Location annotation dataset excerpts:
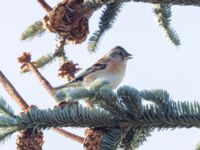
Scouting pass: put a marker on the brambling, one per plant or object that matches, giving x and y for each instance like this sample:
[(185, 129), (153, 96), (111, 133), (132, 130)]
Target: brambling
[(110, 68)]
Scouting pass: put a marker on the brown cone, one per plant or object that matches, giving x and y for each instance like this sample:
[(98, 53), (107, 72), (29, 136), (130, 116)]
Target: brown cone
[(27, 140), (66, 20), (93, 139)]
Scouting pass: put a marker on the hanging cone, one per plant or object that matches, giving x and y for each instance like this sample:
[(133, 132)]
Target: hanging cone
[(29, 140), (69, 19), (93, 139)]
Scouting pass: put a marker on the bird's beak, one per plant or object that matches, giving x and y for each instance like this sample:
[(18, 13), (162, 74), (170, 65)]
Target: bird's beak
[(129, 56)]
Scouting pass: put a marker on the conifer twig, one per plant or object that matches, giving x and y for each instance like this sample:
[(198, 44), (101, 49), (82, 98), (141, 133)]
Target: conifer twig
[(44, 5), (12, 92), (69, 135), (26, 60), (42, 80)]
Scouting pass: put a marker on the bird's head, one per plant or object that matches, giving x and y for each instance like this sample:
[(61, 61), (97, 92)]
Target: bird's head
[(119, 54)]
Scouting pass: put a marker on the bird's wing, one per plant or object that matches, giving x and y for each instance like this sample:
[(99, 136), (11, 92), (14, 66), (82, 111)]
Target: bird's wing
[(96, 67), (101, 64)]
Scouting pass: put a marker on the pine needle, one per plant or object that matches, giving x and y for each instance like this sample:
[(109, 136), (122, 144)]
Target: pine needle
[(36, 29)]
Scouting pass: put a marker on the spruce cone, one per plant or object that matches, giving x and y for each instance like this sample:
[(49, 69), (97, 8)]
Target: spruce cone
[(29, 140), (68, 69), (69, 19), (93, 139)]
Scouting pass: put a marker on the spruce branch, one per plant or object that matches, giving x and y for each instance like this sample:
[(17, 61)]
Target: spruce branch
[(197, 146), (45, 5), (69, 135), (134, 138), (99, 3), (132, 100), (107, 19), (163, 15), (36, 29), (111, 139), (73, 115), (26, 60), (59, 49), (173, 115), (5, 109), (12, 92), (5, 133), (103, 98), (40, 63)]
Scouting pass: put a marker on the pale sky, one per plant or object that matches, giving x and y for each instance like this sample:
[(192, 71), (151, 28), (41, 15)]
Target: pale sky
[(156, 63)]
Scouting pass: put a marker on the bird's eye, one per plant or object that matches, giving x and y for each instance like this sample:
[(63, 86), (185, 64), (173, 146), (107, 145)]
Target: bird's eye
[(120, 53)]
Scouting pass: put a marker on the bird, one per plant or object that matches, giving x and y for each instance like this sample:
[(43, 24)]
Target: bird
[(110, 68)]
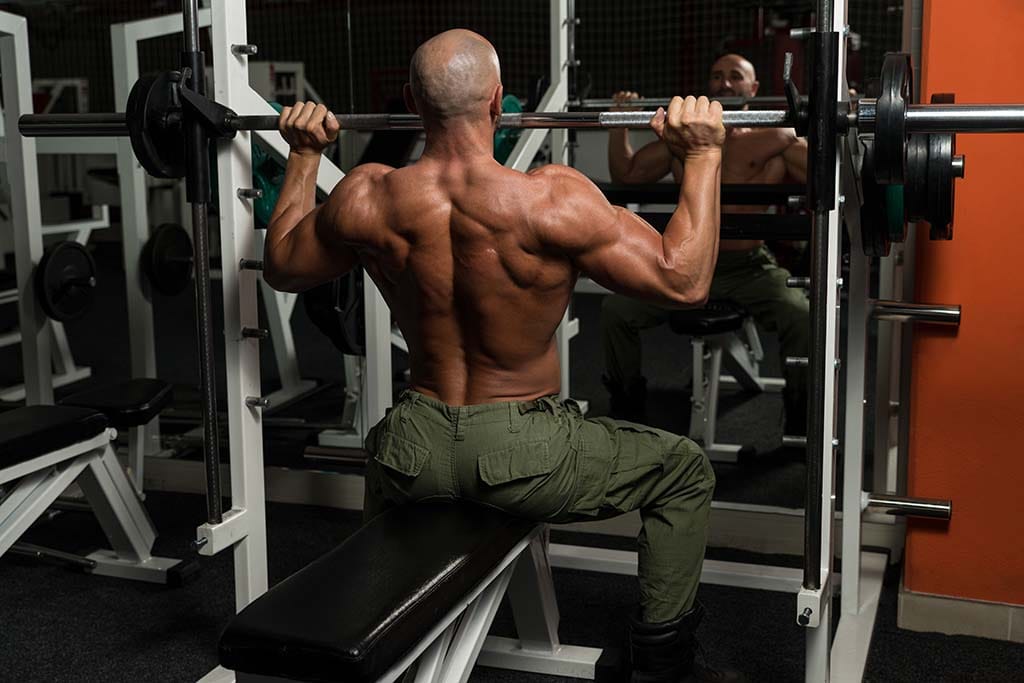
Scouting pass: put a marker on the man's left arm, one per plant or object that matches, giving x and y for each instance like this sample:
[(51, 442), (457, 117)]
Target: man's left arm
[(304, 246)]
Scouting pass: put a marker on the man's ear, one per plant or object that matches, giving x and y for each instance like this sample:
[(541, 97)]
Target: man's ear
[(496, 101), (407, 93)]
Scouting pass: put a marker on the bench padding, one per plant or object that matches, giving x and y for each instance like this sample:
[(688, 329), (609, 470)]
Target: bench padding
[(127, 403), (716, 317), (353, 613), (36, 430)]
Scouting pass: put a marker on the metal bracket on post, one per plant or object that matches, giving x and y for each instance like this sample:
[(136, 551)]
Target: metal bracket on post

» STATED PROBLEM: Turn each line of the records into a string in a JSON list, one string per line, with blank lines omitted. Leave the picture lines out of the list.

» ANSWER TO THE PROBLEM:
[
  "Scouting pass: put a marker on the brambling, one per plant or object that matches, giving x and y for each instance like this sample:",
  "[(185, 129), (153, 96), (111, 133), (132, 130)]",
  "Target: brambling",
  "[(110, 68)]",
  "Scouting pass: put a marker on the brown cone, one per plant or object that matches, giving x and y for each instance like this sample:",
  "[(98, 53), (107, 72), (29, 136), (130, 116)]",
  "Target: brown cone",
  "[(27, 140), (66, 20), (93, 139)]",
  "Scouting pass: put a marker on the hanging cone, one per plant or object that matches, giving x and y for each instance like this sample:",
  "[(133, 132)]",
  "Target: hanging cone",
  "[(29, 140), (69, 19), (93, 139)]",
  "Scouting pass: put a marker on the bird's beak, one per plant or object that matches, giving x and y for each instance like this sample:",
  "[(18, 13), (162, 74), (170, 65)]",
  "Target: bird's beak",
  "[(129, 56)]",
  "Scouting pass: put a marker on the conifer twig, one per plant or object that matches, giving x and y for each instance like this sample:",
  "[(198, 44), (101, 49), (82, 98), (141, 133)]",
  "Target: conifer twig",
  "[(44, 5), (12, 92), (69, 135), (26, 60), (42, 80)]",
  "Scouting pass: put a marker on the bird's head, one per plant or object that matches, giving x and y for each instance like this sample:",
  "[(61, 61), (97, 92)]",
  "Target: bird's head",
  "[(119, 54)]",
  "Scouting pass: put a marker on the bird's wing, one per plant or object that matches, giving x and y for each instance like this sample:",
  "[(99, 136), (11, 92), (14, 66), (82, 111)]",
  "Target: bird's wing",
  "[(96, 67), (101, 64)]",
  "Scouting pass: put a marker on the pine needle, one per plant or object that matches, giving x and y for each instance like this sample:",
  "[(109, 136), (122, 144)]",
  "Target: pine needle",
  "[(36, 29)]",
  "Scouting pass: put a marker on the spruce cone, one per plant or object that matches, giving x and y for each instance like this sample:",
  "[(49, 69), (97, 8)]",
  "Target: spruce cone",
  "[(29, 140), (68, 69), (69, 19), (93, 139)]",
  "Scouting pass: put a marker on the spruce branch, one per plant or object that matches, giving x and y for each instance like this sample:",
  "[(17, 61)]",
  "Target: spruce branch",
  "[(197, 146), (45, 5), (69, 135), (134, 138), (99, 3), (132, 100), (107, 19), (163, 15), (36, 29), (111, 139), (73, 115), (26, 60), (59, 49), (173, 115), (5, 109), (12, 92), (5, 133), (103, 98), (40, 63)]",
  "Scouting pass: put a marker on the pale sky, one per plant or object that matches, giving x and y for each instance like this sample:",
  "[(192, 71), (151, 28), (41, 15)]",
  "Target: pale sky",
  "[(156, 63)]",
  "Scouting pass: put a marker on the bird's eye, one per plant or object that matches, giving x and y for each instance like this sample:",
  "[(63, 86), (185, 64), (173, 146), (107, 145)]",
  "Target: bird's eye",
  "[(120, 53)]",
  "Scouting pass: put a marker on the bird, one per plant or object that matches, giving x and y for each instance like this sample:",
  "[(43, 24)]",
  "Target: bird",
  "[(110, 68)]",
  "Scouting pass: put a marker on the man's left arm, one per plant or object that matches, giving x and y for each instance like this sample:",
  "[(51, 442), (457, 117)]",
  "Target: man's left arm",
  "[(304, 246)]",
  "Scouting pass: put a marker on the man's ear, one per plant or object that matches, giving x and y for each instance like this sample:",
  "[(541, 97)]",
  "Target: man's ear",
  "[(496, 101), (407, 93)]",
  "Scouting pass: put a marker on the bench padding, one per plant or object that matches, giving x and y for each instance like this sample:",
  "[(688, 329), (609, 470)]",
  "Target: bench padding",
  "[(127, 403), (716, 317), (353, 613), (36, 430)]",
  "Scouting pass: put a marker on the metal bracket on post, one per plant or object that matches, giving x and y for each instance like this sample:",
  "[(136, 551)]",
  "Target: metal bracket on post"
]